Task instructions:
**1)** Answer these questions using the article on Permian Basin drilling:
(a) How many horizontal rigs are Anadarko and Chesapeake Energy Corp. running combined?
(b) What daily output have Anadarko's first 30 Bone Spring wells averaged?
(c) How many horizontal permits were issued in the Delaware Basin last year?
**2)** Rewrite the passage of the article on Permian Basin drilling starting at "Bill Martinez is" and ending at "eyebrows—and drilling rigs.", substituting "revival" for "renaissance".
**3)** Pick up the article on Permian Basin drilling after its last sentence and keep writing it.

Document text:

Anadarko, along with industry partner Chesapeake Energy Corp., is running a combined eight horizontal rigs in this remote outpost south of the New Mexico border, in the 300 empty miles between Midland-Odessa and El Paso. Not only is qualified help hard to find here, but so are electricity, pipelines and a cell-phone signal.

“We’re on the edge of everything out here,” he says.

Bill Martinez is Anadarko Petroleum Corp.’s general manager for the Delaware Basin, where the company’s first 30 Bone Spring wells have averaged 400 to 1,300 barrels of oil a day.

The Delaware Basin Bone Spring play, stretching from southeastern New Mexico into the West Texas elbow, is the epicenter of a renaissance in the aged and storied Permian Basin. Here, in a region known for its conventional gas production, horizontal drilling combined with hydraulic-fracturing technologies —perfected in shale-gas resource plays—is being deployed for the first time. This time the target is oil, and the techniques have jolted liquid production per well tenfold. In an era of oil envy, those results raise eyebrows—and drilling rigs.

With the price of oil spurring activity, the Permian rig count has increased nearly 250% since April 2009, from 92 to 318 at the end of January, mirroring the rise in oil prices during that time. Horizontal rigs, however, now account for 25% of all Permian rigs—to 64 from 18—with most focused in the Delaware Basin. Here, horizontal permits nearly doubled last year to 445, compared with 226 in 2009, according to Drillinginfo Energy Strategy Partners.

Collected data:
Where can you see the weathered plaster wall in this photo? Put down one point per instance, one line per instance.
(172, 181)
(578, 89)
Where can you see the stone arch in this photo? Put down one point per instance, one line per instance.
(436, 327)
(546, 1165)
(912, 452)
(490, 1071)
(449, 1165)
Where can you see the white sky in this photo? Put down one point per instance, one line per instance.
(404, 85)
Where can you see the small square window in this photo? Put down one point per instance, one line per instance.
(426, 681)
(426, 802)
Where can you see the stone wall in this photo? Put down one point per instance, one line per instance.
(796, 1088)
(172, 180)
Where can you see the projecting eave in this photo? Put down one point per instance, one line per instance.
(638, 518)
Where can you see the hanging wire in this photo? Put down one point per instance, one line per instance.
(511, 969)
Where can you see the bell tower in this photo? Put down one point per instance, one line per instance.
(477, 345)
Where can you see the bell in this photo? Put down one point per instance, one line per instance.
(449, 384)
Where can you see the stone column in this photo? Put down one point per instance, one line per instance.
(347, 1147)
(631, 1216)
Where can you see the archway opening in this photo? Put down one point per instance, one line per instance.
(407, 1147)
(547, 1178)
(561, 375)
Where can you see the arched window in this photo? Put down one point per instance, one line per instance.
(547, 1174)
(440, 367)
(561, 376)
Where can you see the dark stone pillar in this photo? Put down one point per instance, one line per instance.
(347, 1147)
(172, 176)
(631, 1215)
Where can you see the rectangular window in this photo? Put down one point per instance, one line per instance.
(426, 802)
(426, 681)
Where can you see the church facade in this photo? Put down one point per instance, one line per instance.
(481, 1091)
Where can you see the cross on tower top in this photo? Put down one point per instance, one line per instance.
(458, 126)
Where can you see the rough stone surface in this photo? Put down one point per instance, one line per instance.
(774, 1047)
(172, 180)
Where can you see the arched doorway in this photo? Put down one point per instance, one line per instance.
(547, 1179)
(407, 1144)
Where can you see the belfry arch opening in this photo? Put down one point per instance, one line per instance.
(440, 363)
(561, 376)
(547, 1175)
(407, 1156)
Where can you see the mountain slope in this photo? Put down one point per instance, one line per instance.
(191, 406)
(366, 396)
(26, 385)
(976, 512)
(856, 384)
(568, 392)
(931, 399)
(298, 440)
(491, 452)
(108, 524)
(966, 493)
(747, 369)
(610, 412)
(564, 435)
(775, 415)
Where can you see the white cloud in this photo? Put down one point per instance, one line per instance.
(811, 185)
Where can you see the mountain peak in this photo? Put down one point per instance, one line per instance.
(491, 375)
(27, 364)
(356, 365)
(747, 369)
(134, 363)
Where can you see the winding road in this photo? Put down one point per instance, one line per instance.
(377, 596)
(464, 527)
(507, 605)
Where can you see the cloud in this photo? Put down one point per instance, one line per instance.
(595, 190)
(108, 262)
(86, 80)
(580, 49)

Answers provided:
**1)**
(a) Eight.
(b) 400 to 1,300 barrels of oil a day.
(c) 445.

**2)**
Bill Martinez is Anadarko Petroleum Corp.’s general manager for the Delaware Basin, where the company’s first 30 Bone Spring wells have averaged 400 to 1,300 barrels of oil a day.

The Delaware Basin Bone Spring play, stretching from southeastern New Mexico into the West Texas elbow, is the epicenter of a revival in the aged and storied Permian Basin. Here, in a region known for its conventional gas production, horizontal drilling combined with hydraulic-fracturing technologies —perfected in shale-gas resource plays—is being deployed for the first time. This time the target is oil, and the techniques have jolted liquid production per well tenfold. In an era of oil envy, those results raise eyebrows—and drilling rigs.

**3)**
“New technology is giving a rebirth to the Permian,” says Mitchell Wur­schmidt, a New York-based senior analyst with Cleveland, Ohio, investment bank KeyBanc Capital Markets. “Economics dictate where industry activity goes, and we’re seeing a lot of operators ramp up” with horizontal targets in the Delaware Basin.

The Bone Spring neighborhood rises on the remote fringe of far West Texas.

The Bone Spring is a Leonardian-age series of formations. Its members include the First, Second and Third Bone Spring sands and corresponding carbonates, and the shallower Avalon shale (both Upper and Lower)—or the Leonard shale if you’re particular, and the Pardue if your logs are old. The Wolfcamp underlies those.

These oily and wet-gas zones have been the target of vertical-drilling efforts with hydraulic stimulation in the past, much like their cousin, the Wolfberry play across the Central Basin Platform to the east, but without much commercial success. Modern horizontal-drilling techniques, though, have changed the equation dramatically.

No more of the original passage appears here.